-------- Provided material --------

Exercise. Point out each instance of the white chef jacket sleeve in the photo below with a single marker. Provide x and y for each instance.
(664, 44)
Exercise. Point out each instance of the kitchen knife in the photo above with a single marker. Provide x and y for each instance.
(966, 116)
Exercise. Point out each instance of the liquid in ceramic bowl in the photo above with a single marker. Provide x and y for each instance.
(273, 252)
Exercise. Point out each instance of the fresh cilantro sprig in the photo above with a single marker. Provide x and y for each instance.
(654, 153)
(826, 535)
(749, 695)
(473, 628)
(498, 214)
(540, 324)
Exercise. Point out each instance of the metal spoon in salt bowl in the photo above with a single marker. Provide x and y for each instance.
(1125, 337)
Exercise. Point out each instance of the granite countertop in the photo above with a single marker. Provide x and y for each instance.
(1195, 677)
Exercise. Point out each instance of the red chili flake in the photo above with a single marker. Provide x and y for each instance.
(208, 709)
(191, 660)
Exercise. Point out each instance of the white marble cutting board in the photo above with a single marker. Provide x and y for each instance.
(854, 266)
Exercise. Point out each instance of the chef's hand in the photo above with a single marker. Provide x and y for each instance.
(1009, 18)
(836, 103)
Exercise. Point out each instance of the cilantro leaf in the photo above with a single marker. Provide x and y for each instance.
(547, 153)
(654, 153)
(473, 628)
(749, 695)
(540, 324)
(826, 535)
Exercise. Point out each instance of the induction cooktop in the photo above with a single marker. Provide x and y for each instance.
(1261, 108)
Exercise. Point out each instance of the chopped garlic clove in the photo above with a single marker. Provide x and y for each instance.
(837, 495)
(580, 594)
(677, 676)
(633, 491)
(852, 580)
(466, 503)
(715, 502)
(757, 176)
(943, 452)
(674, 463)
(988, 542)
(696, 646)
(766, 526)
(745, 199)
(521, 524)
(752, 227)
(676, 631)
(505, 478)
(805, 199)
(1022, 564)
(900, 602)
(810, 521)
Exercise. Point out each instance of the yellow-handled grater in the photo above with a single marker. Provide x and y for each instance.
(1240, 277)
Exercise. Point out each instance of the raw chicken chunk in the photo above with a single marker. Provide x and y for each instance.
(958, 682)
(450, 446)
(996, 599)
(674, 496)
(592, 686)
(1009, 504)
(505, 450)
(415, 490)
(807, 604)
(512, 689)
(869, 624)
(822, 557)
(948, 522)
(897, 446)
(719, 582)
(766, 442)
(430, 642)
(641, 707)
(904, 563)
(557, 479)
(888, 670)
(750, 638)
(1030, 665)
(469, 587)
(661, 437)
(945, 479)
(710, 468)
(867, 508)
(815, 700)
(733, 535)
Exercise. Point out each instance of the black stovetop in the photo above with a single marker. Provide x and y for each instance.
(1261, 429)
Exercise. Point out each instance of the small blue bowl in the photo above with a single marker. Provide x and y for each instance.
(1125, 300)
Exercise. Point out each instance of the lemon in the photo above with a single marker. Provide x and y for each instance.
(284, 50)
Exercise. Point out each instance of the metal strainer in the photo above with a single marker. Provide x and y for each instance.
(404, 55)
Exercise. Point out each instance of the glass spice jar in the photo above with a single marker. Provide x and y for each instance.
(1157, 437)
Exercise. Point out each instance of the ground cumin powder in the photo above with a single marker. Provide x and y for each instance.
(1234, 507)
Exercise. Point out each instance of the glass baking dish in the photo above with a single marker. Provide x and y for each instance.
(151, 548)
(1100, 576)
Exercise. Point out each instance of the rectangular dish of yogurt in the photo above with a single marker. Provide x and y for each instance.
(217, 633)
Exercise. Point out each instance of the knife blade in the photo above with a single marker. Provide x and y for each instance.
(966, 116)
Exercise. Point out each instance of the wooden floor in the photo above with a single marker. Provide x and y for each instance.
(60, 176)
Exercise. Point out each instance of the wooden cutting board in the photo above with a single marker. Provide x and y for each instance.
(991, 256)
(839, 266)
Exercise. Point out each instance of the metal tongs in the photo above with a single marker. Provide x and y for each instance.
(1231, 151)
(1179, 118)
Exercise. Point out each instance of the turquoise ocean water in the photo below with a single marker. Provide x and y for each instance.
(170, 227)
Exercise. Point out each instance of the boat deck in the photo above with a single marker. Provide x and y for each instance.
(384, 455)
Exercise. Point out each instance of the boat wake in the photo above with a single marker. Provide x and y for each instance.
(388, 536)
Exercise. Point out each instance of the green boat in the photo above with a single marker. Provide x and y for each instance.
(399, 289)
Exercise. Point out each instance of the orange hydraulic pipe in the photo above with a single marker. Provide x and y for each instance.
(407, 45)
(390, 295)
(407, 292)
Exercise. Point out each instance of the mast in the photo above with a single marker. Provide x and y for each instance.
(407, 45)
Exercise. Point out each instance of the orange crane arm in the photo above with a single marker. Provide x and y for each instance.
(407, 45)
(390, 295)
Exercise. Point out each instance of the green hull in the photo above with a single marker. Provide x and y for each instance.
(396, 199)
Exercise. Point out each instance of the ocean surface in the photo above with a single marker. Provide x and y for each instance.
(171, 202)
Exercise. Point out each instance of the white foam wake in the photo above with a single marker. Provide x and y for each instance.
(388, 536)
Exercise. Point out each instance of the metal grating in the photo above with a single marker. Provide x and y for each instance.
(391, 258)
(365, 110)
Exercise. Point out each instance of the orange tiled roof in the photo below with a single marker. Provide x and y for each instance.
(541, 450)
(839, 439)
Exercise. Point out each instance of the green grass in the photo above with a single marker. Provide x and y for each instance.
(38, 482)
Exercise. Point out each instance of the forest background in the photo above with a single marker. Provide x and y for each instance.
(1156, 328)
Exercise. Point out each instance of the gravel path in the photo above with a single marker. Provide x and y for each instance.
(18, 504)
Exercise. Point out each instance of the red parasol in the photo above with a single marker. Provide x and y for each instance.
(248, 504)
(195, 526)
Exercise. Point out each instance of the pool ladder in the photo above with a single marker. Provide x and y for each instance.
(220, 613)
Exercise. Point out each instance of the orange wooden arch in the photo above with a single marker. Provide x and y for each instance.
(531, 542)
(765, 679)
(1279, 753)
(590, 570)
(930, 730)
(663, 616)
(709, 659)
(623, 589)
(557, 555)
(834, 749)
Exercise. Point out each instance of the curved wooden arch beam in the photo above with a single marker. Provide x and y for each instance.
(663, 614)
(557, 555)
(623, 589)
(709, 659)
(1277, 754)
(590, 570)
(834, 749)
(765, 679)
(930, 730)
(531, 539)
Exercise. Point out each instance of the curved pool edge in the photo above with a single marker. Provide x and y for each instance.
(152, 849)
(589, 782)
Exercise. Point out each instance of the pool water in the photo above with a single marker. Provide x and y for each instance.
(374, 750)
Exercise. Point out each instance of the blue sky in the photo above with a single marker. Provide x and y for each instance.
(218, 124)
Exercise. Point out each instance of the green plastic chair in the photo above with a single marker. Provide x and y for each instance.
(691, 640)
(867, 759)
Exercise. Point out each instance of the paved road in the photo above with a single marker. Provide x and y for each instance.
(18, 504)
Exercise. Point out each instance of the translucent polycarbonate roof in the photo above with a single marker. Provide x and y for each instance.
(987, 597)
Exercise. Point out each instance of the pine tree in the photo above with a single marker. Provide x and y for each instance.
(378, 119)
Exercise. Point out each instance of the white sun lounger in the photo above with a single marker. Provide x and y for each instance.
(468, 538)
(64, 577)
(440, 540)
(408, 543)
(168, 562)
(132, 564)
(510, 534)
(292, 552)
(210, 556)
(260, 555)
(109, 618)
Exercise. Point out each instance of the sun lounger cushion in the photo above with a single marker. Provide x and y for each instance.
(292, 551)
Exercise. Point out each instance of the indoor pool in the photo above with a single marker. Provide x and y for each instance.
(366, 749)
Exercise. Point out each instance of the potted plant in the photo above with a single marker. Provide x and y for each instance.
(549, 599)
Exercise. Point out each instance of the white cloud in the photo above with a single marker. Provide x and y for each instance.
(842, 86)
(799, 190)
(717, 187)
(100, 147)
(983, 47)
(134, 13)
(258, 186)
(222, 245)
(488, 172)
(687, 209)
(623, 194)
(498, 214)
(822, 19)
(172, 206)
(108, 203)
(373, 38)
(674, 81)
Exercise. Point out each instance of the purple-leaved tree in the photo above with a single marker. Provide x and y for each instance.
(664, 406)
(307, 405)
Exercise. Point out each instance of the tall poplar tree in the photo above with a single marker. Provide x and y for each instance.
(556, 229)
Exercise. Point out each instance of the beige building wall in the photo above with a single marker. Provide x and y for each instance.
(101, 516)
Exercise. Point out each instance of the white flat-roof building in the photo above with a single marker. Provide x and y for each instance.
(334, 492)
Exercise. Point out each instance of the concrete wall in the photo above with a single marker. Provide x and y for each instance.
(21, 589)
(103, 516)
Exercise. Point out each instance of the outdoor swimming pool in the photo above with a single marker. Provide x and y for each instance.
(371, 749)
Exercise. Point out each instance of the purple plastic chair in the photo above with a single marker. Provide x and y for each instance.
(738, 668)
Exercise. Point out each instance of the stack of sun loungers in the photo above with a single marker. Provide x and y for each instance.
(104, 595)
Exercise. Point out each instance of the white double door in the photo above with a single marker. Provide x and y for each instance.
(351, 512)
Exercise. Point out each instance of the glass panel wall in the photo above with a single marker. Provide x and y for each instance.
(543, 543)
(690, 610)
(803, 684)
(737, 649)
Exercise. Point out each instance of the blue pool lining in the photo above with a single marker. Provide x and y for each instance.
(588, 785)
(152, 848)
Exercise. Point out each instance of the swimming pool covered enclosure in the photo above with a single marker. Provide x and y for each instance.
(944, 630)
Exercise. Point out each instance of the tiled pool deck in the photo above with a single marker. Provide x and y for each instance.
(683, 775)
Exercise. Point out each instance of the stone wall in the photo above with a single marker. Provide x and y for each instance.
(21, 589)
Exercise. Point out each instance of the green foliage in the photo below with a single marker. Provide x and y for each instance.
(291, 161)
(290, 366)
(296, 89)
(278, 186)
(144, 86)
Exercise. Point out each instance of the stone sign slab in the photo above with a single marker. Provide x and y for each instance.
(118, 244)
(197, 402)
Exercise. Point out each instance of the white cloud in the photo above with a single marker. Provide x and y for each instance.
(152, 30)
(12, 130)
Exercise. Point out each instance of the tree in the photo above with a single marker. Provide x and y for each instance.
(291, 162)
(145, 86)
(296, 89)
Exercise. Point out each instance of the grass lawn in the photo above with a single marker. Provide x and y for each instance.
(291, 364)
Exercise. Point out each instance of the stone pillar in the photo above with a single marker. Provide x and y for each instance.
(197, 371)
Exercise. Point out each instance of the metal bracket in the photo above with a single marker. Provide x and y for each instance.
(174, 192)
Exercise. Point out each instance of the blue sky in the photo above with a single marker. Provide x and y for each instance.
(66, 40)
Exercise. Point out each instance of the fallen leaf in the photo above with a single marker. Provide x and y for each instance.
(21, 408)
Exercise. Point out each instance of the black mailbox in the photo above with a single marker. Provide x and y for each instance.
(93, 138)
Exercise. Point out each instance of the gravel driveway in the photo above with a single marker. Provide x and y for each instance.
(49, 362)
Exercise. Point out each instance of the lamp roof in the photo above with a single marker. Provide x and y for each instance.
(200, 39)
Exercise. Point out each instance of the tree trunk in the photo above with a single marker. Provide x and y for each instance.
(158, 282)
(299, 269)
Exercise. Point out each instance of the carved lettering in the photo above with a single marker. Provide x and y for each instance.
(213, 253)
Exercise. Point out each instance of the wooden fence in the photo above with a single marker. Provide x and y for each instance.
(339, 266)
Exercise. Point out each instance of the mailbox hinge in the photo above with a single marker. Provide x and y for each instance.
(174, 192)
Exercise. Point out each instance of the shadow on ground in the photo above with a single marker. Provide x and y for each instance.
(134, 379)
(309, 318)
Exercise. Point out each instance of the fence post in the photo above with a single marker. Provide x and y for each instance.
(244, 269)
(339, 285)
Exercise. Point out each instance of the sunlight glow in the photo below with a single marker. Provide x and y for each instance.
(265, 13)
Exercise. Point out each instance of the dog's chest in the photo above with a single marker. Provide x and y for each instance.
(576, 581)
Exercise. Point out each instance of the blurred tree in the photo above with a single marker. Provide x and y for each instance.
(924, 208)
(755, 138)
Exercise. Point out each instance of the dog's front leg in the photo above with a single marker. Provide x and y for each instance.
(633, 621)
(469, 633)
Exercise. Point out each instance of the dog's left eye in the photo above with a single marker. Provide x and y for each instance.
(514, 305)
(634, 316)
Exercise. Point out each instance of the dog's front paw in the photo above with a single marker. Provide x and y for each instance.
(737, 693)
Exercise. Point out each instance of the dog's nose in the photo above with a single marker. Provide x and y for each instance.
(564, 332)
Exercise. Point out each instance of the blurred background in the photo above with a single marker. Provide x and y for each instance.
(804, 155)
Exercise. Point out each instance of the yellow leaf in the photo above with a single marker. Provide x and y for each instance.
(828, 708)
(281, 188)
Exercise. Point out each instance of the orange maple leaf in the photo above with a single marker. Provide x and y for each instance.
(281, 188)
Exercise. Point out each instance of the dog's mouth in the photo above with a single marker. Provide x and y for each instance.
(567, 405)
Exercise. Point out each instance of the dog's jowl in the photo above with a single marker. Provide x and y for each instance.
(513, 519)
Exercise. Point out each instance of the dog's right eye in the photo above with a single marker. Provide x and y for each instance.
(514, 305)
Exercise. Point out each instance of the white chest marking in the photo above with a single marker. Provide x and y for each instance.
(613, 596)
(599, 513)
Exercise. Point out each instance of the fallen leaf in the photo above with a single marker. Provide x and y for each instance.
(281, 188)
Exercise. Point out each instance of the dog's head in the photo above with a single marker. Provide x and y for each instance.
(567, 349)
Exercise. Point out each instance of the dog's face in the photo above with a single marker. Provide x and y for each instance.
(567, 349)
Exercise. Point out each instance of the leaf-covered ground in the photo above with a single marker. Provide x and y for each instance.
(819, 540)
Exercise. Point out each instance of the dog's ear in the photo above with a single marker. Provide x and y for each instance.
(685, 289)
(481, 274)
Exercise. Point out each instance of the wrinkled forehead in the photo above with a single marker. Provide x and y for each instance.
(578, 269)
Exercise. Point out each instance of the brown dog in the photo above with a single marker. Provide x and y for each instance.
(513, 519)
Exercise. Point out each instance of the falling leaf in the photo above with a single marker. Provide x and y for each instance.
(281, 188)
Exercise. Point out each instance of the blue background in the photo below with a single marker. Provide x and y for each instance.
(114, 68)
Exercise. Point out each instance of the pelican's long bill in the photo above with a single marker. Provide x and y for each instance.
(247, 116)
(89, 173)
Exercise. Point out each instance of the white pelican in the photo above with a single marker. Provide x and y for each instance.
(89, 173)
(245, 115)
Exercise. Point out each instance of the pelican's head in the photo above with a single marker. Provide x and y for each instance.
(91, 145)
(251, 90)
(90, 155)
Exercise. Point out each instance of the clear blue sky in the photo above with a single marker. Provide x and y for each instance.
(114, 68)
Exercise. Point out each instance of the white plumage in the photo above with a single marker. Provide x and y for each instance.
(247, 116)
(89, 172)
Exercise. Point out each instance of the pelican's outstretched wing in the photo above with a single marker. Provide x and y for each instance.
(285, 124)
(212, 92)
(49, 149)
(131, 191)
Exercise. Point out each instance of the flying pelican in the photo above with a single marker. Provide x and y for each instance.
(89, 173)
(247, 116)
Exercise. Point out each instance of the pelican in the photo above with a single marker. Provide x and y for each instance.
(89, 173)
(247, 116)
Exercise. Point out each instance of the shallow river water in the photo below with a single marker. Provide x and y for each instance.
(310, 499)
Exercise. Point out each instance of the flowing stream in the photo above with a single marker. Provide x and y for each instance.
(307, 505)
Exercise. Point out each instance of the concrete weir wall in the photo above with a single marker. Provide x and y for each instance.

--------

» **Short problem**: Transcribe the lines of the material above without any change, from the line containing "Exercise. Point out each instance of the cilantro" up to and including the line containing "(1261, 108)".

» **Worked answer**:
Exercise. Point out each instance of the cilantro leaf in the photo above with a single marker. Provide x and y for each instance.
(547, 153)
(654, 153)
(473, 628)
(749, 695)
(540, 324)
(826, 535)
Exercise. Point out each instance of the induction cooktop in the photo above with a single marker. Provide x and y for each instance.
(1261, 108)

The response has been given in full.